→ EXCERPTED PASSAGE:
********************

Companies may issue further shares to its existing shareholders to not only raise additional fund, but also to maximize their wealth. A company can also issue shares to its hardworking employees, thereby maximizing employee participation and interest towards work. Some of such instances are sweat equity issue, employee stock options, bonus and rights issue, that are discussed below.
Sweat equity shares are generally those equity shares which are issued by a company to its high valued employees at a discount or for consideration, other than cash. Here, employee should be a permanent employee either working in India or abroad or a director of the company. This is applicable only to those employees and directors who share or contribute any kind of technical know-how or special rights such as patent, intellectual property, etc., with the company for its greater performance.
Thus, a compensation made to those respectable employees by the company is at times, in the form of shares rather than cash.
Following are the conditions as per section 54 of the Companies Act, 2013 that should be fulfilled by any company which is issuing sweat equity to its employees:
1. Special Resolution:
The issue should be authorized by passing a special resolution by the company. This resolution should should clearly specify the number of shares, current market price, any consideration and the class of employees or directors to whom such shares are to be issued. This resolution is valid only for one year.
2. Timing:
Issue of sweat equity shares can be made by the company only after completing one whole year from the commencement of business.
3. Regulations:
The sweat equity shares should be issued in accordance with the regulations made by SEBI and the stock exchange, where the existing shares are listed.
4. Case of an Unlisted Company:
In case of an unlisted company, it is mandatory to pass a special resolution at the general meeting.
5. Explanatory Statement:
As per provisions of section 102 of Companies Act, 2013; an explanatory statement should be annexed with the notice of the general meeting containing the following details:
a. Date of the board meeting on which proposal for sweat equity was approved.
b. Reason for the issue of sweat equity.
c. Class of shares under which the sweat equity shares are intended to be issued.
d. The total number of shares to be issued.
e. The class of employees or directors to whom such shares are to issued.
f. The principal terms and conditions to the issue including valuation.
g. The tenure of employment of such employee or director, with the company.
h. Details of the employee or the director to whom such issue is to be made along with a statement of relation with the promoter, if any.
i. The price at which sweat equity shares are proposed to be issued.
j. The consideration including consideration other than cash, if any to be levied on the share receiver.
k. Statement ensuring adherence to the applicable accounting standards.
l. Diluted Earnings Per Share considering sweat equity issue.
6. Limit on Issue of Sweat Equity Shares
a. A company can issue sweat equity shares upto 15% of the existing paid up equity share capital during a year or sweat equity shares valuing Rs. 5 Crores, whichever is higher.
b. Again, the final issue of such shares should not cross 25% of the total paid-up share capital of the company.
7. Lock in Period
The sweat equity shares issued to the employees or the directors shall be locked in (made non-transferable) for a period of 3 years from the date of allotment of such shares.
8. Valuation
The shares to be issued under sweat equity scheme should be valued by a registered valuer for providing a fair and justifiable value. Valuation of intellectual property rights, technical know how and value additions should also be done by the registered valuers. This valuation report is then sent by the valuer to the Board of Directors with sufficient justification.

********************

→ GIVEN RECORDS:
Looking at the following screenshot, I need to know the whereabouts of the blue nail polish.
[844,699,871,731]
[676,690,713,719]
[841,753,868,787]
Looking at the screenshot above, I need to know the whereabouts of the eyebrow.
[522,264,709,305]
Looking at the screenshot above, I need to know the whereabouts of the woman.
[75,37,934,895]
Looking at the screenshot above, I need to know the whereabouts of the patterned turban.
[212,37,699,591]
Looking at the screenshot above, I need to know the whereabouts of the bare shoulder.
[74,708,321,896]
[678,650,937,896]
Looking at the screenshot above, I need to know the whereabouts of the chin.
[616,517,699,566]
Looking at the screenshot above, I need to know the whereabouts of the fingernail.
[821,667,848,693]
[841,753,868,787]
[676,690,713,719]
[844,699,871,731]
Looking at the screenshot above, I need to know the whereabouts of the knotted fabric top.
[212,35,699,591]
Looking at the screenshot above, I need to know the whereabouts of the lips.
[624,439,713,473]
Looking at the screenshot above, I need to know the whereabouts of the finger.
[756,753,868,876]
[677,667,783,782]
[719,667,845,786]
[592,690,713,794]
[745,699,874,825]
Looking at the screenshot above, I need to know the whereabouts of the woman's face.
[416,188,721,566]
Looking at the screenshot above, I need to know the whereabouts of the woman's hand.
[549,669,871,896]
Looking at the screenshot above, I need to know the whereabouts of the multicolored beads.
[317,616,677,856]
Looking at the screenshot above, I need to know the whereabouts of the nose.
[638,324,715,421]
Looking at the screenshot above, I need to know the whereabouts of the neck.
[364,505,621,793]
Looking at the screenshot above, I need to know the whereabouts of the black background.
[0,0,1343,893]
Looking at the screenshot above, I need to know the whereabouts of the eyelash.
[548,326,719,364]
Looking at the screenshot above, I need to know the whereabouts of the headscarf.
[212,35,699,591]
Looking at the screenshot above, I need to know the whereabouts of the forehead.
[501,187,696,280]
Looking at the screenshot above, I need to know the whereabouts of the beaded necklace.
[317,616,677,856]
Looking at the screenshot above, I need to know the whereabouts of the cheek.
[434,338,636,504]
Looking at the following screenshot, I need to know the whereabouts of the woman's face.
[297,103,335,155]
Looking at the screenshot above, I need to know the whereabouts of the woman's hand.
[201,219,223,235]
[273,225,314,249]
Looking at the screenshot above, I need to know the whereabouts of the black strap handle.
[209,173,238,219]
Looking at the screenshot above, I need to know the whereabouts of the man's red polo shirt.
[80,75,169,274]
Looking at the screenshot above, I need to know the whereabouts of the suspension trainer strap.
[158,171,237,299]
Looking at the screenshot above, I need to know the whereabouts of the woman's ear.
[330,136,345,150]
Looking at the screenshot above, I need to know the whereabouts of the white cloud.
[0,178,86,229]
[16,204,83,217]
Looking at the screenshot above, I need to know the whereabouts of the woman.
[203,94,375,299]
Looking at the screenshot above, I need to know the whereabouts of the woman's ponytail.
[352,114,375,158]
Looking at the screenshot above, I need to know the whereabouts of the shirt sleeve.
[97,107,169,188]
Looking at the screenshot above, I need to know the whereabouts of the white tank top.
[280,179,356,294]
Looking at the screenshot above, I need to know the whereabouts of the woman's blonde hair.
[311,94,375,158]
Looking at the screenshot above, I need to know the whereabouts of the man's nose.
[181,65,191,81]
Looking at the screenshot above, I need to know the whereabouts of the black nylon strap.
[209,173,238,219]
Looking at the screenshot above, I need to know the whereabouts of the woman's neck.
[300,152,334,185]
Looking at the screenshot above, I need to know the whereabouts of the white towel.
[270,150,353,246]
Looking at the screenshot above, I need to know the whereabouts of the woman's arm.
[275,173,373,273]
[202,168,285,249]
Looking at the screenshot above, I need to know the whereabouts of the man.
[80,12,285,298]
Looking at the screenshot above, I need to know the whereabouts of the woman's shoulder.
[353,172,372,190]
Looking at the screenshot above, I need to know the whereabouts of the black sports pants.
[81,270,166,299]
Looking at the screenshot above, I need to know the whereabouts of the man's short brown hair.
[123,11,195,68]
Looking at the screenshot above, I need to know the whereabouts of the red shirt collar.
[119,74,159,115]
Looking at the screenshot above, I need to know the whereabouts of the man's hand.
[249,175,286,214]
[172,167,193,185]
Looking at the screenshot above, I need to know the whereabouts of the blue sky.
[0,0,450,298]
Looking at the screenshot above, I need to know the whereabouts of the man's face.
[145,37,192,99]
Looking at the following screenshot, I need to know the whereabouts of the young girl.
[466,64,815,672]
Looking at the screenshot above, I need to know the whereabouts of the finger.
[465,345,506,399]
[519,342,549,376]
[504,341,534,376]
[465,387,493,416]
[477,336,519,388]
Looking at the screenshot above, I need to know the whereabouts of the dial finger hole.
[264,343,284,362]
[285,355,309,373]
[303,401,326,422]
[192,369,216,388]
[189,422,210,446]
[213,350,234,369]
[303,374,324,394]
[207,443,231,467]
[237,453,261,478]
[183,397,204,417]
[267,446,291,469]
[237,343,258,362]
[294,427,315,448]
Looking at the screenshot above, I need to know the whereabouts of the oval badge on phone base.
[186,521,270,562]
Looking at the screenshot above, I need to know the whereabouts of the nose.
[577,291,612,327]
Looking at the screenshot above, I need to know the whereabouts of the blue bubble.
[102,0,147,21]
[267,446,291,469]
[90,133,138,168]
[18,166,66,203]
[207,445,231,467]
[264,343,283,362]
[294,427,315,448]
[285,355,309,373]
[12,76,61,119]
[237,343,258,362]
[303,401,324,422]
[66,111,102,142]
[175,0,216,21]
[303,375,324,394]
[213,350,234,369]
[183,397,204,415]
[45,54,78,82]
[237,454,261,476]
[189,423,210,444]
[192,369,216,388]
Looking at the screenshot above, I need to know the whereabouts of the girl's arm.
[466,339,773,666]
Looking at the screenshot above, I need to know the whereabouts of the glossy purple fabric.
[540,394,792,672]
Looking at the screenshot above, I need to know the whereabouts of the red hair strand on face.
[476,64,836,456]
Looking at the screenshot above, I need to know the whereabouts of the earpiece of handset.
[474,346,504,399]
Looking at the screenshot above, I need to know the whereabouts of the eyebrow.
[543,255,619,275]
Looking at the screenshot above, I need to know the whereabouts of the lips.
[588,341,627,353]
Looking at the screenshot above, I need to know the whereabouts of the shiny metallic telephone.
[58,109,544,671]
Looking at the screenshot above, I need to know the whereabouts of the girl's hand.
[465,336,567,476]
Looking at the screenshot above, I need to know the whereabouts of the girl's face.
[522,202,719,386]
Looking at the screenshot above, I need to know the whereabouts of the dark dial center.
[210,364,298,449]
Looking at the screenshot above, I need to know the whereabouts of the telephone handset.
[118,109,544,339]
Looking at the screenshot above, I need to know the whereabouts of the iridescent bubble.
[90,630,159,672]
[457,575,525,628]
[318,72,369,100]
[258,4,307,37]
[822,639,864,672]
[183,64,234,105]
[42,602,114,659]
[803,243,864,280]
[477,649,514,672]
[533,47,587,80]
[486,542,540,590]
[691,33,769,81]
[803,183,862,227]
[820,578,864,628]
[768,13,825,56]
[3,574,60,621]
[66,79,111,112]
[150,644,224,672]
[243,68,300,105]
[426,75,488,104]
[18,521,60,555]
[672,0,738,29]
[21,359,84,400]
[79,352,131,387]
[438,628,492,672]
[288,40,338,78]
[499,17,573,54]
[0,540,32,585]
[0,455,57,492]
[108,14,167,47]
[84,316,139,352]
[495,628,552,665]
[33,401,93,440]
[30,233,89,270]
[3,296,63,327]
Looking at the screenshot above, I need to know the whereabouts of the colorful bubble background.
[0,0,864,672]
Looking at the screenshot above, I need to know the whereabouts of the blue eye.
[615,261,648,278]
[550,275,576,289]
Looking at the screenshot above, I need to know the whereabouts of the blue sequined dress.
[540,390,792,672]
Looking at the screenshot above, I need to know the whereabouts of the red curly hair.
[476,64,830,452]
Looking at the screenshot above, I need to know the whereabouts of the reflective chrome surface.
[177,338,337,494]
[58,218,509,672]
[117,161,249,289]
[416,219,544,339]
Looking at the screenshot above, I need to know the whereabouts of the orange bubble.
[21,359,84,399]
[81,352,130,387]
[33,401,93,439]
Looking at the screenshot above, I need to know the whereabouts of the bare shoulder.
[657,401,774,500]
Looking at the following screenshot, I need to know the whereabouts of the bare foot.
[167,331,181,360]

********************

→ AIM OF THE TASK:
According to the passage on sweat equity shares, for how long are such shares locked in after they are allotted?

→ RESULT OF THIS EXERCISE:
They are locked in for 3 years from the date of allotment.